Input data ->
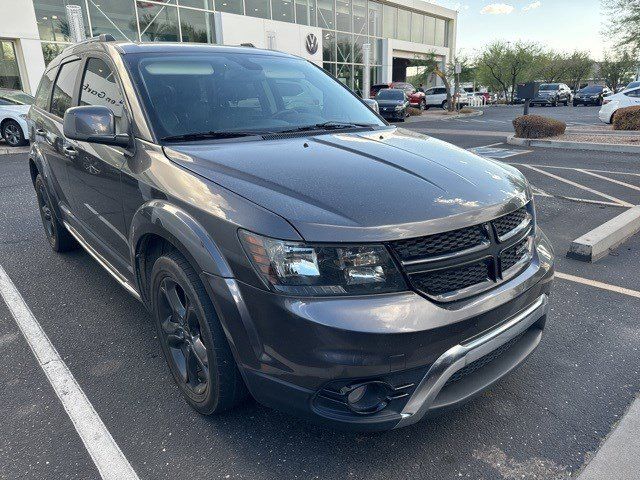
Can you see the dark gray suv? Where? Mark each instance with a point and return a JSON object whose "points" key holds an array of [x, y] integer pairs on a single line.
{"points": [[288, 242]]}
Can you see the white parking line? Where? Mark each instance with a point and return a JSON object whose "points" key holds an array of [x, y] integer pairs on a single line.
{"points": [[574, 168], [613, 180], [597, 284], [577, 185], [104, 451]]}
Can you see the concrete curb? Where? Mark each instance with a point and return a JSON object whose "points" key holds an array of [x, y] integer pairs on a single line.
{"points": [[421, 118], [618, 456], [597, 243], [599, 147]]}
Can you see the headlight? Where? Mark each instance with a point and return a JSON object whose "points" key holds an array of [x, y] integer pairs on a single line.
{"points": [[298, 268]]}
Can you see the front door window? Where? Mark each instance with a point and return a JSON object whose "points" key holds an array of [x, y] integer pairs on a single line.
{"points": [[9, 71]]}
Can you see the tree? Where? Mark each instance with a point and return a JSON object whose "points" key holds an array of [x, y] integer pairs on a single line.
{"points": [[502, 65], [432, 66], [579, 67], [624, 22], [617, 69]]}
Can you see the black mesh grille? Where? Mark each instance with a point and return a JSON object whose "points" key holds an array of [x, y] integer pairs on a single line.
{"points": [[481, 362], [433, 245], [510, 221], [444, 281], [514, 254]]}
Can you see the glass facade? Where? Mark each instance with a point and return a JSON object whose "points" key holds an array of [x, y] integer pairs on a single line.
{"points": [[347, 25]]}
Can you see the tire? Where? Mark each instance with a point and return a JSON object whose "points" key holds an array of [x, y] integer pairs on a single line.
{"points": [[58, 236], [194, 344], [13, 134]]}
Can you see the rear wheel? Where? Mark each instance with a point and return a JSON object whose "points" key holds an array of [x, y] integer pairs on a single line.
{"points": [[58, 236], [191, 337], [13, 134]]}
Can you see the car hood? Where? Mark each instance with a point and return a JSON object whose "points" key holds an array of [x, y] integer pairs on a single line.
{"points": [[372, 186]]}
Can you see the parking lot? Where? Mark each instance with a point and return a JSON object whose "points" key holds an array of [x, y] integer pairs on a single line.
{"points": [[542, 422]]}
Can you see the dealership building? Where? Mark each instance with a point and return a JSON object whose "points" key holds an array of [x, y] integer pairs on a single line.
{"points": [[330, 33]]}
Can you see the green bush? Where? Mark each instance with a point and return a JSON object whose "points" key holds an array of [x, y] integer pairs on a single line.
{"points": [[627, 118], [535, 126]]}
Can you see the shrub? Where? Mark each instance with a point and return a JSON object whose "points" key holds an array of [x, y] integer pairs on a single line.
{"points": [[535, 126], [627, 118]]}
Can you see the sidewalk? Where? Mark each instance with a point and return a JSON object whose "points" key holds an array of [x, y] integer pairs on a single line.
{"points": [[619, 456]]}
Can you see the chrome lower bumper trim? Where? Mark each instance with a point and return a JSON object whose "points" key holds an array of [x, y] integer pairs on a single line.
{"points": [[463, 354]]}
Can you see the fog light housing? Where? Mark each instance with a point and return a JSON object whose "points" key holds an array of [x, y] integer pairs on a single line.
{"points": [[367, 398]]}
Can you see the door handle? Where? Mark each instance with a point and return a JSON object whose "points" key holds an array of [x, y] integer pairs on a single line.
{"points": [[69, 151]]}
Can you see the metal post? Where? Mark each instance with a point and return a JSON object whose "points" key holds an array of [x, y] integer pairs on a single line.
{"points": [[366, 77], [76, 23]]}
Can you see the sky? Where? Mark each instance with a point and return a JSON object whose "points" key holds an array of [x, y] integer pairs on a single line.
{"points": [[563, 25]]}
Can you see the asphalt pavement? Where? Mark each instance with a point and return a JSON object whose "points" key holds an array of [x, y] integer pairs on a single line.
{"points": [[544, 421]]}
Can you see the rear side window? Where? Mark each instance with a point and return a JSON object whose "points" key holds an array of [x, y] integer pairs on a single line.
{"points": [[99, 87], [43, 93], [63, 88]]}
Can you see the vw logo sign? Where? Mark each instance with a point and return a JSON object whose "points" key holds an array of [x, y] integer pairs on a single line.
{"points": [[311, 43]]}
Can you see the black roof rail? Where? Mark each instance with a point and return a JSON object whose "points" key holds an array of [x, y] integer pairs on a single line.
{"points": [[103, 37]]}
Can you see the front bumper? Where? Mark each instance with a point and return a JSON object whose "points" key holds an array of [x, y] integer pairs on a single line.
{"points": [[299, 354], [392, 114]]}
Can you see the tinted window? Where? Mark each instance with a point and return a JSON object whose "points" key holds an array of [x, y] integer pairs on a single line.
{"points": [[63, 88], [16, 97], [594, 89], [390, 94], [201, 92], [44, 90], [99, 87]]}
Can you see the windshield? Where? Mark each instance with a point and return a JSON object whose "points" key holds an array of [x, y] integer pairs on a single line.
{"points": [[17, 97], [390, 94], [229, 91], [592, 89]]}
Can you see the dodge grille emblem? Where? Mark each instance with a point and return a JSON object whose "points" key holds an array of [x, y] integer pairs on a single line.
{"points": [[311, 43]]}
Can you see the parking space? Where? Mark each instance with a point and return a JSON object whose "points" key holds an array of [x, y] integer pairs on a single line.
{"points": [[542, 422]]}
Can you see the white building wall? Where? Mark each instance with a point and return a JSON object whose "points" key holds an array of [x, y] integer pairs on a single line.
{"points": [[18, 23], [234, 29]]}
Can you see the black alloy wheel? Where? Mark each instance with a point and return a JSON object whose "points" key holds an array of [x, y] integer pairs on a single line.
{"points": [[182, 336], [191, 336]]}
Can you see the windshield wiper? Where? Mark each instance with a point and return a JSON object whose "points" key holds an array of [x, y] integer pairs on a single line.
{"points": [[209, 135], [331, 125]]}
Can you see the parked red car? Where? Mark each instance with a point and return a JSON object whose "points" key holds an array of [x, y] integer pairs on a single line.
{"points": [[416, 98]]}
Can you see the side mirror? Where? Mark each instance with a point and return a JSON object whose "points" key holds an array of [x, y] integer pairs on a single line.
{"points": [[372, 104], [93, 124]]}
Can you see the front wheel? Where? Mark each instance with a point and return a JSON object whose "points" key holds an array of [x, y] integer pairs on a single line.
{"points": [[191, 337], [13, 134]]}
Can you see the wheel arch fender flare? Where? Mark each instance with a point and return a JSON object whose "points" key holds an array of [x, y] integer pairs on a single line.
{"points": [[166, 220]]}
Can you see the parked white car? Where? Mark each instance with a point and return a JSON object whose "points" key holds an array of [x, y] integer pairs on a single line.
{"points": [[613, 103], [14, 106]]}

Work to complete -> Extract the text of all the records above verbatim, excluding pictures.

Final answer ->
Can you see the dark gray suv? Where? Mark each instance with a point and return a JSON object whose "points" key holds an array of [x, y] integer pairs on a single line.
{"points": [[288, 242]]}
Can you see the white parking line? Where? Mark each instance with a point and return a JSON object whose "points" key holds an array of [x, y] integer pairs on a single line.
{"points": [[574, 168], [613, 180], [597, 284], [577, 185], [104, 451]]}
Can you see the concrete curb? Where? Mark each instance with a point and return a JSON object whose "points" key holds an array of [x, y] integer pairs on a single line.
{"points": [[421, 118], [618, 456], [597, 243], [599, 147]]}
Can you see the headlight? Where? Mark each instance with a point and return a JSON object whose "points" key holds an array of [x, y] integer pairs on a single line.
{"points": [[298, 268]]}
Can you see the front door window? Where? Mark each instance with a point and return a JSON object whose "points" key holds an array of [x, y] integer pairs on a single line.
{"points": [[9, 71]]}
Can you see the tree? Where? Mark each instance with a point and return a JSON object whose "points" key holds an array of [x, y] integer pairs on a single line.
{"points": [[502, 65], [432, 66], [579, 67], [624, 22], [617, 69]]}
Can you see the black mesh grille? Where? Mark each instance with a point and return a JSON object whose "points" key holds an array of [x, y] integer pairs on a single line.
{"points": [[481, 362], [433, 245], [510, 221], [444, 281], [514, 254]]}
Can you see the glass facade? Where? Mark each instance with a point and return a JSON object whose "points" key holds an array of [x, y] integer pairs on a single line.
{"points": [[347, 25]]}
Can you see the tire? Where? Mark each instance with a point and return a JSON object whose "points" key holds an array of [x, y] integer pairs on a single line.
{"points": [[58, 236], [194, 344], [13, 134]]}
Can you see the rear wheel? Where? Mark each instance with a point and return a JSON object whose "points" key holds an array of [x, y] integer pairs on a single line.
{"points": [[58, 236], [191, 337], [13, 134]]}
Can you see the car hood? Where? Mark each instance with a point and return a JSON object whose "points" key holds an array of [x, y] integer pairs on a single line.
{"points": [[372, 186]]}
Can you see the parking lot? Where? Mark each instance with a point and return a JSON object whose "points" key holds an array of [x, y] integer pairs on a single line.
{"points": [[542, 422]]}
Can you see the dealership building? Where? Mark each instance with a point and return a JSON object whose "points" key holds an array of [x, y] integer pairs on a single line.
{"points": [[330, 33]]}
Can you see the green bush? Where? Mark each instance with a point and return a JSON object whose "points" key holds an array of [x, y] integer pairs on a single line.
{"points": [[627, 118], [535, 126]]}
Can you see the shrub? Where? Mark each instance with a point and return a JSON object whose "points" key holds an array of [x, y] integer pairs on a single line.
{"points": [[535, 126], [627, 118]]}
Can you see the sidewalk? Where? Mark each instance with a point and return a JSON object whose "points" key holds an array of [x, y] integer pairs on a single line.
{"points": [[619, 456]]}
Can you see the chrome lower bumper trim? Where? Mark each instance with a point and return a JSON object whose "points" key holds an array of [x, y] integer pairs on a single line.
{"points": [[463, 354]]}
Can you see the fog light housing? Where? Mark each instance with a point and return a JSON object whose "points" key holds an array of [x, y] integer pairs on a single line.
{"points": [[367, 398]]}
Can you see the door handle? Where? Mark each instance with a point and return a JSON object whose "points" key holds an array of [x, y] integer pairs on a single line.
{"points": [[69, 151]]}
Can you see the metal post? Where? Mark each instance with a point and return a JSON object whose "points" key holds an array of [x, y] integer pairs on a single line.
{"points": [[366, 77], [76, 23]]}
Can you see the sky? Where? Mark each instance with a point and return a JSON object whose "points" key holds an array of [x, y] integer pairs on a single line.
{"points": [[563, 25]]}
Can you see the asphalt pavement? Where? Mark each instance with a point and return a JSON object whose "points" key holds an array of [x, y] integer pairs on a single line.
{"points": [[544, 421]]}
Can you see the rear side window? Where? Mark each instance with a point and return a JSON object whose "points" key holds an array of [x, y] integer pairs on a single line.
{"points": [[99, 87], [43, 93], [63, 88]]}
Can you see the vw logo sign? Where? Mark each instance with a point and return a JSON object whose "points" key holds an array of [x, y] integer pairs on a single line.
{"points": [[311, 43]]}
Can you see the black roof rail? Where? Mark each instance with a point and return a JSON object whose "points" key holds an array of [x, y] integer pairs on a single line.
{"points": [[103, 37]]}
Can you see the front bumper? Where? Mark each instance with a point and return a JSON object whose "points" key holds an array of [x, y] integer pairs on a single line.
{"points": [[299, 354], [392, 114]]}
Can you see the tinted window? Where? Mark each instance with a point and return a JSON object whose "points" key holds an array of [x, y] integer pairs on a single line.
{"points": [[63, 88], [16, 97], [594, 89], [390, 94], [201, 92], [44, 90], [99, 87]]}
Can you see the windshield? Where? Mark each instance with a point and return a JSON object whose "points" key holds an array of [x, y] integer pairs on a single line.
{"points": [[17, 97], [390, 94], [229, 91], [592, 89]]}
Can you see the dodge grille emblem? Where? Mark each instance with a point and return a JSON object whose "points" key holds an array of [x, y] integer pairs on a single line.
{"points": [[311, 43]]}
Can you see the parking space? Where? Mark each instance with a point and return a JSON object whose "points" key holds an array of [x, y] integer pairs on a single line.
{"points": [[542, 422]]}
Can you see the white building wall? Where? Mark each instance with a point and return a JSON object whose "points" key holds an array of [x, y] integer pairs on a single line.
{"points": [[18, 23], [234, 29]]}
Can you see the black alloy wheel? Where? Mark each instance with a point and return a JSON object whose "points" key holds an array of [x, y] integer pairs on a single line.
{"points": [[182, 336], [191, 336]]}
Can you see the windshield wiper? Where? Mark each instance with a point and return a JSON object whose "points" key holds an array of [x, y] integer pairs on a single line.
{"points": [[209, 135], [331, 125]]}
Can you see the parked red car? Where? Mark each instance with a point and return a JSON object whose "points" key holds an array of [x, y] integer pairs on a single line.
{"points": [[416, 98]]}
Can you see the side mirror? Where? Mark each instance with a point and return a JSON object whose "points" key holds an array of [x, y] integer pairs on a single line.
{"points": [[372, 104], [93, 124]]}
Can you see the front wheel? Where? Mark each instance with a point and return a JSON object whose "points" key holds an array of [x, y] integer pairs on a single line.
{"points": [[191, 337], [13, 134]]}
Can you see the wheel arch fender flare? Where? Mark each instance with a point and return a JSON object whose "points" key holds an array of [x, y] integer pairs on a single line.
{"points": [[166, 220]]}
Can you see the parked white car? Where? Mark each instance with a point and return a JSON object whose "points" key holds an array of [x, y] integer pairs on a single line.
{"points": [[613, 103], [14, 106]]}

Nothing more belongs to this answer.